* [Selected passage]
A clean install can improve computer performance and speed, which may not be possible with an in-place upgrade, especially on an old system that's been running the same version for a long time.
Performing a clean install of Windows 10
A full, clean reinstall of Windows is not the same as the "Reset your PC" option in the OS. The latter simply sets the PC back to its factory-default state, which may include some vendor-installed applications or bloatware. With a clean install, the user starts over with a new Windows OS.
A clean install of Windows 10 helps declutter the computer, frees up space, and eliminates performance and speed issues. It also helps remove viruses, Trojans, malware and bloatware from the system, and eliminates system problems like blue screen errors.
Before performing a clean install on Windows 10, it's imperative to back up the entire system, or at least all crucial files, partitioned drives and the recovery drive. It's also important to list which programs need to be reinstalled. For reinstallation, the original installation disks/drivers and/or information about program setup are required.
There are two methods to perform a clean install in Windows 10. They include:
- the built-in fresh start option
- creating installation media
Performing a clean install in Windows 10 with built-in fresh start option
The steps involved in performing a clean install for Windows 10 by this method include:
- Navigate to Settings from the start menu.
- Click on Updates & Security and navigate to Recovery from the left menu. Under More recovery options, click on Learn how to start fresh with a clean installation of Windows.
- A Microsoft webpage will open containing a link to the refresh Click on Download tool now.
- Once the tool finishes downloading, open the file from the downloaded folder, and run it. Two choices will be displayed. Choose Nothing and click on Start.

* [Provided information]
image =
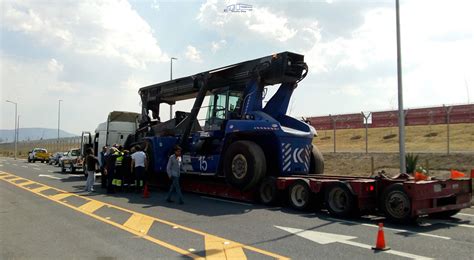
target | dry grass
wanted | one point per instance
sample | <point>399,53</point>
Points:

* [Task requirements]
A. Answer these questions from the passage on clean installs of Windows 10:
(i) What does the "Reset your PC" option do to the computer?
(ii) What are the two methods for performing a clean install in Windows 10?
(iii) After running the downloaded tool, which of the two choices should be selected before clicking Start?
B. Go on with the passage on clean installs of Windows 10 from the point where it stops.

* [Responses to the exercise]
A.
(i) It sets the PC back to its factory-default state, which may include some vendor-installed applications or bloatware.
(ii) The built-in fresh start option and creating installation media.
(iii) Nothing.

B.
- The clean installation process begins. Once it completes, the login screen will be displayed and the user can log in as usual.
- After user login, setup begins. Once setup is complete, the user should check for updates, redownload saved files and reinstall any apps and drivers as required.
Performing a clean install in Windows 10 by creating an installation media
Here are the steps to perform a clean install via an installation media like a flash drive:
- Navigate to System Information from the Start menu and find the particular language of Windows to ensure that the same version of Windows is reinstalled.
- Navigate to the Microsoft website and download the tool for fresh install. Open the file from the folder and run it (admin login is required).
- Read and accept the Terms of Service agreement when the Windows 10 setup window opens.
- Plug in a clean flash drive and choose Create installation media for another PC. Then, click Next.
- Select the language, architecture and edition.
- Then, under Choose which media to use, click USB flash drive and Next.
- Select the flash drive that's plugged in and click on Next.
- Windows 10 will start downloading to the flash drive. Once the download is complete (which could take a long time), the system will display, "Your USB flash drive is ready." Click Finish.
- Now, proceed to Settings from the Start menu and click on Updates & Security.
- From Recovery in the left menu, click on Restart Now under the Advanced startup
- Under Choose an Option, click on Use a device and choose your device from the menu.
- Follow the onscreen prompts and choose the language and keyboard preferences. Finally, click on Install Now.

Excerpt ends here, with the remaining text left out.